Stored records
※

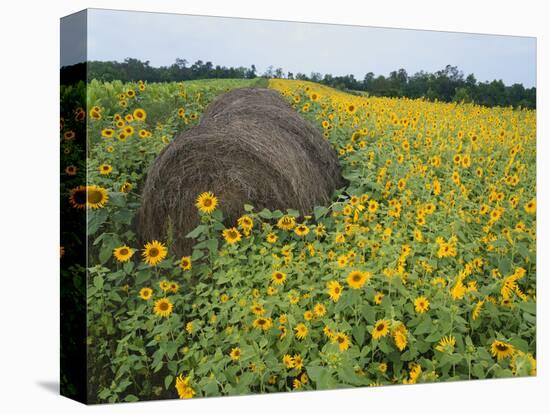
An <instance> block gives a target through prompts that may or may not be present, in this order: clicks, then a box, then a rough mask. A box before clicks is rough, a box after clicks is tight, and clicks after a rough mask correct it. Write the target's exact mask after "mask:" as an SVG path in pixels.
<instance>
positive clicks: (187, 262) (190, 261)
mask: <svg viewBox="0 0 550 414" xmlns="http://www.w3.org/2000/svg"><path fill="white" fill-rule="evenodd" d="M192 266H193V265H192V263H191V256H183V257H182V258H181V260H180V267H181V270H191V267H192Z"/></svg>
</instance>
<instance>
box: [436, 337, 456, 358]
mask: <svg viewBox="0 0 550 414" xmlns="http://www.w3.org/2000/svg"><path fill="white" fill-rule="evenodd" d="M455 344H456V338H455V337H454V336H444V337H443V338H441V339H440V341H439V343H438V344H437V345H436V347H435V349H436V351H439V352H446V353H449V354H452V353H453V351H454V350H455Z"/></svg>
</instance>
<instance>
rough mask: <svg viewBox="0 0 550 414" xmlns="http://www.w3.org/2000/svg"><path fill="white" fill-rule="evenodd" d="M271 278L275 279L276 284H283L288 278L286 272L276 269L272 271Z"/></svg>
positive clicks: (273, 281)
mask: <svg viewBox="0 0 550 414" xmlns="http://www.w3.org/2000/svg"><path fill="white" fill-rule="evenodd" d="M271 280H273V283H274V284H276V285H282V284H283V283H284V282H285V280H286V273H283V272H280V271H278V270H276V271H275V272H273V273H272V275H271Z"/></svg>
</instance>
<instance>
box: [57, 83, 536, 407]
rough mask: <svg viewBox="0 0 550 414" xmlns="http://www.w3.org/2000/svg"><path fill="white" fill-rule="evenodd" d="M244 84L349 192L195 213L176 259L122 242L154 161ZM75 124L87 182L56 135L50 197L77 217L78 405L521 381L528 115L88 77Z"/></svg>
mask: <svg viewBox="0 0 550 414" xmlns="http://www.w3.org/2000/svg"><path fill="white" fill-rule="evenodd" d="M249 85H255V86H268V87H270V88H273V89H275V90H278V91H279V92H280V93H281V94H282V95H283V96H284V97H285V99H288V101H289V103H290V104H291V105H292V106H293V107H294V108H295V109H296V111H298V112H300V113H301V114H303V116H304V117H305V118H306V119H308V120H309V121H310V122H312V123H313V124H314V125H316V126H317V127H318V128H319V130H320V131H321V132H322V133H323V134H324V136H325V137H326V139H328V140H329V141H330V143H331V144H332V145H333V146H334V148H335V149H336V151H337V152H338V154H339V158H340V162H341V165H342V168H343V174H344V176H345V178H346V179H347V180H348V182H349V185H348V187H347V188H345V189H343V190H342V191H340V192H339V193H338V194H335V196H334V199H333V202H332V204H330V205H328V206H318V207H317V208H315V211H314V213H313V214H312V215H311V216H306V217H304V216H303V215H301V214H300V212H298V211H292V210H289V211H284V212H281V211H269V210H262V211H257V210H255V209H254V206H250V205H245V206H244V209H245V210H246V214H245V216H243V218H242V219H241V220H239V222H238V223H225V224H224V222H223V217H222V214H221V212H220V210H219V208H216V209H214V210H213V211H209V210H210V209H208V208H205V207H202V211H199V209H197V211H196V212H193V214H200V215H201V225H200V226H199V227H197V228H196V229H195V230H194V231H193V232H191V233H190V234H189V237H192V238H195V239H196V241H197V243H196V244H195V248H194V250H193V254H192V255H191V256H189V257H183V258H182V257H175V256H174V255H172V254H171V251H170V240H158V241H153V240H151V241H150V244H149V245H147V246H142V245H138V244H137V243H136V237H135V234H134V233H133V232H132V227H131V222H132V218H133V216H134V214H135V211H136V209H137V207H138V206H139V202H140V197H139V192H140V185H141V184H142V182H143V179H144V177H145V175H146V172H147V168H148V166H149V165H150V163H151V162H152V160H153V159H154V158H155V156H156V155H157V154H158V153H159V151H160V150H161V149H162V148H163V147H164V146H165V145H168V144H169V143H170V141H171V140H172V139H173V138H174V136H175V135H176V134H177V133H179V132H181V131H183V130H185V129H187V128H189V127H190V126H192V125H194V124H195V123H197V122H198V120H199V119H200V116H201V113H202V111H203V110H204V109H205V107H206V106H207V105H208V103H209V102H210V101H212V99H214V98H215V97H216V96H217V95H218V94H221V93H223V92H225V91H227V90H229V89H231V88H236V87H241V86H249ZM88 108H89V111H88V113H87V114H85V115H86V119H87V137H88V138H87V139H88V142H89V145H90V150H89V154H88V169H87V171H83V170H81V169H80V167H79V166H78V165H77V163H76V159H77V158H78V157H77V154H75V155H74V158H71V157H72V155H71V154H72V153H71V151H72V148H73V145H74V141H73V139H72V138H71V134H70V132H71V131H70V129H69V127H68V123H67V124H65V126H64V127H63V128H62V133H61V135H62V144H61V146H62V150H63V151H65V155H66V157H65V159H66V163H67V164H66V165H64V166H63V171H62V173H63V174H66V175H68V176H69V177H68V181H67V180H65V182H68V184H67V188H65V189H64V190H63V189H62V190H63V191H66V196H65V199H64V200H65V202H67V203H70V204H71V205H72V206H73V207H74V208H77V209H82V210H84V209H87V210H88V229H89V247H90V253H89V268H88V269H87V270H88V272H89V279H88V291H87V299H88V312H89V313H88V346H89V355H88V356H89V360H90V364H89V375H90V379H89V384H90V394H91V395H90V398H91V399H92V401H98V402H115V401H136V400H143V399H155V398H178V397H180V398H190V397H202V396H214V395H228V394H248V393H259V392H278V391H294V390H310V389H326V388H336V387H350V386H369V385H370V386H376V385H386V384H414V383H421V382H432V381H450V380H468V379H482V378H496V377H499V378H500V377H510V376H526V375H535V374H536V362H535V357H536V349H535V347H536V343H535V340H536V335H535V333H536V331H535V303H536V302H535V297H536V291H535V288H536V286H535V285H536V283H535V275H536V268H535V265H536V260H535V259H536V256H535V251H536V233H535V228H536V214H535V213H536V201H535V194H536V188H535V184H536V178H535V177H536V172H535V166H536V162H535V161H536V160H535V146H536V145H535V144H536V142H535V136H536V134H535V127H536V122H535V117H536V113H535V112H534V111H530V110H512V109H509V108H485V107H480V106H475V105H471V104H454V103H453V104H447V103H438V102H428V101H423V100H409V99H396V98H368V97H362V96H355V95H349V94H345V93H342V92H339V91H336V90H333V89H330V88H327V87H323V86H321V85H318V84H314V83H306V82H299V81H289V80H277V79H274V80H270V81H269V84H267V82H266V81H265V80H264V81H257V80H251V81H244V80H211V81H210V80H209V81H194V82H185V83H178V84H176V83H170V84H144V83H129V84H122V83H120V82H112V83H98V82H96V81H92V82H91V83H90V84H89V87H88ZM71 160H73V161H71ZM85 175H87V177H88V186H89V187H88V200H87V202H85V201H82V197H80V195H81V193H82V192H83V191H84V190H85V188H83V187H79V185H80V184H82V183H83V180H84V176H85ZM204 191H205V192H207V191H209V189H208V188H205V189H204ZM198 195H199V194H197V196H198ZM213 197H215V194H214V195H213ZM84 199H85V198H84ZM218 207H220V206H219V205H218ZM233 227H234V231H233V232H227V231H225V232H224V229H229V228H233ZM62 260H63V259H62ZM82 271H83V269H82Z"/></svg>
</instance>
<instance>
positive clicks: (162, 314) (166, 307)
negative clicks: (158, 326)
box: [153, 298, 173, 318]
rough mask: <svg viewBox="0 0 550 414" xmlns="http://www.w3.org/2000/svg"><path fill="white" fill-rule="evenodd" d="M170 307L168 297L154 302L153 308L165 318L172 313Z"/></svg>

※

## Description of the task
Pick out and copy every line of the records that contains the word "positive".

## The completed task
positive clicks: (187, 262) (190, 261)
positive clicks: (273, 281)
positive clicks: (162, 314) (166, 307)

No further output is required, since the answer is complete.